::: Exercise inputs :::

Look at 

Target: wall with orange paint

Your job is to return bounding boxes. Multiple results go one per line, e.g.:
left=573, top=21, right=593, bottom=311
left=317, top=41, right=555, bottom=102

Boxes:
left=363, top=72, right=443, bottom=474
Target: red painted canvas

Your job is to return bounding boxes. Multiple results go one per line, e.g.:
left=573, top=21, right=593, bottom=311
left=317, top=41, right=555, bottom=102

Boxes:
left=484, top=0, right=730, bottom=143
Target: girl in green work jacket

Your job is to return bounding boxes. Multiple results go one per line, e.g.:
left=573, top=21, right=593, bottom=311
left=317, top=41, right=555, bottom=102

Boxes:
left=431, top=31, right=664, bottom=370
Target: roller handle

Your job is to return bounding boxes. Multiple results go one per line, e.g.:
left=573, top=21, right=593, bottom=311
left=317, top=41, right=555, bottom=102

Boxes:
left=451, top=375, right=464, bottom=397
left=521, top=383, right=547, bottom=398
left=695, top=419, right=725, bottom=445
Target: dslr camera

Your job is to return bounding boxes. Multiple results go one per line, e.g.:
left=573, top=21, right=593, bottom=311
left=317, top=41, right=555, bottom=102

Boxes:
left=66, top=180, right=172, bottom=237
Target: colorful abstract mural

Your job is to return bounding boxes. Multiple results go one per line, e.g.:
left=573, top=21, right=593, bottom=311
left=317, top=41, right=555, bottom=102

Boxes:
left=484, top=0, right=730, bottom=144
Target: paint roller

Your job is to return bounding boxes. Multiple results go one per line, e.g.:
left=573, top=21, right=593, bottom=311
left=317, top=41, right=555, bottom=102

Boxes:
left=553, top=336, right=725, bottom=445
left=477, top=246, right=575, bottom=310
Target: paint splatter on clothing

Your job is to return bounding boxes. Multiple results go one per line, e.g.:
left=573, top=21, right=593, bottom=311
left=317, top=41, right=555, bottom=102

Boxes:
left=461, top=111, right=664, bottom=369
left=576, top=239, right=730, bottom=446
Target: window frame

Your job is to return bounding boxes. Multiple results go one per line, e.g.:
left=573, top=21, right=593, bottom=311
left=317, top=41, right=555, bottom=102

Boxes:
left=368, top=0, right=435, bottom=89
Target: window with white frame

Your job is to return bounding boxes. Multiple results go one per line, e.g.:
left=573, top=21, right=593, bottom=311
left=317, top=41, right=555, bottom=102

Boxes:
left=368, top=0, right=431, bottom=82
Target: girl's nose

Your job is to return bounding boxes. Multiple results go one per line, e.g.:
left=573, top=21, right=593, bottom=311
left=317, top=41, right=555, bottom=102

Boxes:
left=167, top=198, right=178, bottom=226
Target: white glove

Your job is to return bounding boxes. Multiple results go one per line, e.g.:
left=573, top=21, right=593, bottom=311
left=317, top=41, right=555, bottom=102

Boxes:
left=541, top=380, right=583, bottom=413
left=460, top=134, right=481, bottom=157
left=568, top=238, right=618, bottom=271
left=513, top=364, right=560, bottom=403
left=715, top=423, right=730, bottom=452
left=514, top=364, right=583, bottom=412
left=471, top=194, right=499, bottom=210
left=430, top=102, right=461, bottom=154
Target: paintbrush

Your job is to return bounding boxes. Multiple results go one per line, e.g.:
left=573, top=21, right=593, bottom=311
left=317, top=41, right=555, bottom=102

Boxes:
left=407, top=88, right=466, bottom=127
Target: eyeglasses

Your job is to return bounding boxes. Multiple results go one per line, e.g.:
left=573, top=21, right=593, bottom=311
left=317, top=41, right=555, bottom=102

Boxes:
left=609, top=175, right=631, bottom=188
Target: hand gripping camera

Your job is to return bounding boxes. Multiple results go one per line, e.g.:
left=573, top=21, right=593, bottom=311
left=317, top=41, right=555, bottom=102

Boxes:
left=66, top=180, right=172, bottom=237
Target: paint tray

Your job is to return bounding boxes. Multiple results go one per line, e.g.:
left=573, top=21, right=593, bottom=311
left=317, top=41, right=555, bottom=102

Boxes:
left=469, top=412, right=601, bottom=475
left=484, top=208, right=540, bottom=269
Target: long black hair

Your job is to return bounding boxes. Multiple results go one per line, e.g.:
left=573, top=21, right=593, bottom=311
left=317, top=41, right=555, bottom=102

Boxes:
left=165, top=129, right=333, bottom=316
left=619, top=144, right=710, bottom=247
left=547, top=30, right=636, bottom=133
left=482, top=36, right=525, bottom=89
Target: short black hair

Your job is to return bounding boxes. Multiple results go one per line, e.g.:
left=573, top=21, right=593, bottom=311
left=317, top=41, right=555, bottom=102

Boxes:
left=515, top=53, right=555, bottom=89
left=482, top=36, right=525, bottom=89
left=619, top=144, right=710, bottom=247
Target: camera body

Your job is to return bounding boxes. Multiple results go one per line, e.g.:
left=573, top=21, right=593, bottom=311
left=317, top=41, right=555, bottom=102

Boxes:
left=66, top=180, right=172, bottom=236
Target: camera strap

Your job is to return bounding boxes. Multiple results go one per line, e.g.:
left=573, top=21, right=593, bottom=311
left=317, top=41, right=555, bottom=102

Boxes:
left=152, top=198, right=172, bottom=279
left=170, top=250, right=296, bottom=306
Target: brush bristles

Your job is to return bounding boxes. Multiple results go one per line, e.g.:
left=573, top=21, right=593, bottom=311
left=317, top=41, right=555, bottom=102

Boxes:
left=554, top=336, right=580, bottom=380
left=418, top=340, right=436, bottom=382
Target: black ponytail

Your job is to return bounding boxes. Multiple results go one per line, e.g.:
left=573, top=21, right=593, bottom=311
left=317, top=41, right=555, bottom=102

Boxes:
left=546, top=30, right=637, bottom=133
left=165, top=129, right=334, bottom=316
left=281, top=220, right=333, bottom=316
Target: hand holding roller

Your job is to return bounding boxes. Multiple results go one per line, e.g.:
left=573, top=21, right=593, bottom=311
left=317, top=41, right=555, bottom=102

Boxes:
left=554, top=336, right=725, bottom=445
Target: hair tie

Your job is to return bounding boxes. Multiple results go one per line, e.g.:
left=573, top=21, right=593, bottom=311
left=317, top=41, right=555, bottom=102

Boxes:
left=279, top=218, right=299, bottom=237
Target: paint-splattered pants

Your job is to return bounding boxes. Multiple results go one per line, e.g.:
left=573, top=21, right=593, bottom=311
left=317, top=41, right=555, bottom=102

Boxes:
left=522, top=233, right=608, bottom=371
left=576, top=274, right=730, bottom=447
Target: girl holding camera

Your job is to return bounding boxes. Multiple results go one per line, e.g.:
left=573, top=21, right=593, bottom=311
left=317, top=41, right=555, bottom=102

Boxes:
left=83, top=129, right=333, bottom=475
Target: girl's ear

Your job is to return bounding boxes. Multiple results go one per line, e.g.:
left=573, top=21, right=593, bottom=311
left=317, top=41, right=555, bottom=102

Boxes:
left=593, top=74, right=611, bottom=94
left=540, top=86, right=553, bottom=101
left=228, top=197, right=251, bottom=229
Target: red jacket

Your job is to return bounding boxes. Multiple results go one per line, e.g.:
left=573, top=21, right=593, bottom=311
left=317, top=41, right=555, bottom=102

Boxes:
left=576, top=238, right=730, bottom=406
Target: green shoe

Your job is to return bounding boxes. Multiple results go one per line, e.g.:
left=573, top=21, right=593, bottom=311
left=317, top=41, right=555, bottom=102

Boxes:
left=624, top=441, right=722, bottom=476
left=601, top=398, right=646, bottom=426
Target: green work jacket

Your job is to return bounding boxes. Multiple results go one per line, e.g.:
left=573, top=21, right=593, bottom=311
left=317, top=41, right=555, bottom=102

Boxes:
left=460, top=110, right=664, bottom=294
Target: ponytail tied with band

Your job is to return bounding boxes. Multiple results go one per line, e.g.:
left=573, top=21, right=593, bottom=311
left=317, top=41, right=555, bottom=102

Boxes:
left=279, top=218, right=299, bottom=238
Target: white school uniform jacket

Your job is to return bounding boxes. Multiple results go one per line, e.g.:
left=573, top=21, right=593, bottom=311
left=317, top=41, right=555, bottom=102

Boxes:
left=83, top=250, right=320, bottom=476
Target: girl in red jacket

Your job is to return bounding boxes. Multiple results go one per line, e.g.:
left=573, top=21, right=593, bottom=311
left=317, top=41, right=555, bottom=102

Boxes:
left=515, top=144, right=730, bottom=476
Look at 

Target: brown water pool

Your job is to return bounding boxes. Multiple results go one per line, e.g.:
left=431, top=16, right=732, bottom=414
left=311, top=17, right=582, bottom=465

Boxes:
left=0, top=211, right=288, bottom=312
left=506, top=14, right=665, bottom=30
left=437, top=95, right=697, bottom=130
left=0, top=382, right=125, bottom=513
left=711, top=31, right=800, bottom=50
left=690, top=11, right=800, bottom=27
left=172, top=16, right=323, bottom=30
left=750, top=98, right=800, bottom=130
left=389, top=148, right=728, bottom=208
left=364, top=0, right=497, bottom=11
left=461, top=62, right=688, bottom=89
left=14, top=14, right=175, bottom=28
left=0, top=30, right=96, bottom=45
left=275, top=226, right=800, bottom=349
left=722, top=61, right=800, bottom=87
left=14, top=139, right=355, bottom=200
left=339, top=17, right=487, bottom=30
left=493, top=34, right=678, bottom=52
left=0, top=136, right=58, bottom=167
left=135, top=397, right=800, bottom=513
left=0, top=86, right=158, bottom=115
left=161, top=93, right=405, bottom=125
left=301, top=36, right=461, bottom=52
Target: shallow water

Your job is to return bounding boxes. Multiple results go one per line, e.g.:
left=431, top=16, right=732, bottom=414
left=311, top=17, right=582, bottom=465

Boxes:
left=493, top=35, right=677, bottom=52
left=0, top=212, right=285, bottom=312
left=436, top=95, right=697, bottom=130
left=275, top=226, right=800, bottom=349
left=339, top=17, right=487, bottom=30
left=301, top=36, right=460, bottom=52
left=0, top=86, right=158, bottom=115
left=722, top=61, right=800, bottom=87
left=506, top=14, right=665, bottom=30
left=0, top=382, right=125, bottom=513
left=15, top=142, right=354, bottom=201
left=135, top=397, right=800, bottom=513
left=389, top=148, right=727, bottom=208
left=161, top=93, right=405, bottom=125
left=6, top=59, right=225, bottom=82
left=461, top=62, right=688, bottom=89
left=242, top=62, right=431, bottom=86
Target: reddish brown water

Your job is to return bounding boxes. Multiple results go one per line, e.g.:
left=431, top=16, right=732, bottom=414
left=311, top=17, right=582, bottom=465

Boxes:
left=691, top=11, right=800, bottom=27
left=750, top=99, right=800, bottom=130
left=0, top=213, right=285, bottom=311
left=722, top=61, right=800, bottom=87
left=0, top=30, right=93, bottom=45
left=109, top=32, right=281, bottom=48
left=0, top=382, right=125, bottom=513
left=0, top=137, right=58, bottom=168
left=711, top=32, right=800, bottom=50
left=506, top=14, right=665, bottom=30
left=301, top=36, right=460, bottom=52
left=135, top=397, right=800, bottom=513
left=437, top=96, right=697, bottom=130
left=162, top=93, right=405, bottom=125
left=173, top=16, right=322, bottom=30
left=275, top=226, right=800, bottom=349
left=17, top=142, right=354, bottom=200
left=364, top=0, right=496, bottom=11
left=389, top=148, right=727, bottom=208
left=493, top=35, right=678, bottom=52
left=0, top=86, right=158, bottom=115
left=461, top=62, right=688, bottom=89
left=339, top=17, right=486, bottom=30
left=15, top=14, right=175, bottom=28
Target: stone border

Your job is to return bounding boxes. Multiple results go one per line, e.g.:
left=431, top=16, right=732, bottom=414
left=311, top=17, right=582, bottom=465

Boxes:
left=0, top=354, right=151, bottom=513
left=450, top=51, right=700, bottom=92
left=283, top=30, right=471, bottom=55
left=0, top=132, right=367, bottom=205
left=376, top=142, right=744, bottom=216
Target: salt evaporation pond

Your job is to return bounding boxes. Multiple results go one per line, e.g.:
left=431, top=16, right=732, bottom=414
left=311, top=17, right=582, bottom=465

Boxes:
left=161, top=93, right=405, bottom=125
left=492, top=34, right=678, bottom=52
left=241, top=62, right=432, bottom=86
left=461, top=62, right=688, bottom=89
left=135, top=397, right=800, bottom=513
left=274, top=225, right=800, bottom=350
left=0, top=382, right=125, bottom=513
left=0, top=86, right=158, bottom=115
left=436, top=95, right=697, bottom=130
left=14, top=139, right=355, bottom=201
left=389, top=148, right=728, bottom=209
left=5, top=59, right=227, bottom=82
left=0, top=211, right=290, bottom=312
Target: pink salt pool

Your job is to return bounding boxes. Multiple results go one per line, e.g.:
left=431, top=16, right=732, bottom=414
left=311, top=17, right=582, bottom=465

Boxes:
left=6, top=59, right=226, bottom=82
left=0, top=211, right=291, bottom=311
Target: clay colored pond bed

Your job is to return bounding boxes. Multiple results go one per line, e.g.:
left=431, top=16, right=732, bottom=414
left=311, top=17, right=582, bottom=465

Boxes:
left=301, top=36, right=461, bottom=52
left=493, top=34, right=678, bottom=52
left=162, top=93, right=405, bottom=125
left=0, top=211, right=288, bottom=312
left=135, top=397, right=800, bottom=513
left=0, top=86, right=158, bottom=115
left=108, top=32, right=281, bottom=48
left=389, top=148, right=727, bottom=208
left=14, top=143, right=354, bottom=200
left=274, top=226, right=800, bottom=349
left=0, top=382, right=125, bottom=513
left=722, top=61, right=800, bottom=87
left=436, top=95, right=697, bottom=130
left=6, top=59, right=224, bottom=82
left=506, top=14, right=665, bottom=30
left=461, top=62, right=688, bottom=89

:::

What to produce — Copy the records from the line with "Target: salt evaporation pond" up to and including the line with "left=0, top=211, right=291, bottom=311", changing "pink salt pool" to "rose-colored salt pool" and leaving everything else as it is.

Complete answer —
Target: salt evaporation pond

Your job is to return bounding boxes. Multiple results go one per line, e.g.:
left=431, top=16, right=732, bottom=414
left=311, top=17, right=582, bottom=465

Boxes:
left=161, top=93, right=405, bottom=125
left=492, top=34, right=678, bottom=52
left=241, top=62, right=432, bottom=86
left=461, top=62, right=688, bottom=89
left=135, top=397, right=800, bottom=513
left=274, top=225, right=800, bottom=350
left=0, top=382, right=125, bottom=513
left=0, top=86, right=158, bottom=115
left=436, top=95, right=697, bottom=130
left=14, top=139, right=355, bottom=201
left=389, top=148, right=728, bottom=209
left=5, top=59, right=227, bottom=82
left=0, top=211, right=290, bottom=312
Target: rose-colored salt pool

Your job is to return bounding boxes. Multiple results go one per line, e.g.:
left=431, top=16, right=732, bottom=414
left=311, top=17, right=582, bottom=465

Boxes:
left=6, top=59, right=226, bottom=82
left=0, top=211, right=291, bottom=311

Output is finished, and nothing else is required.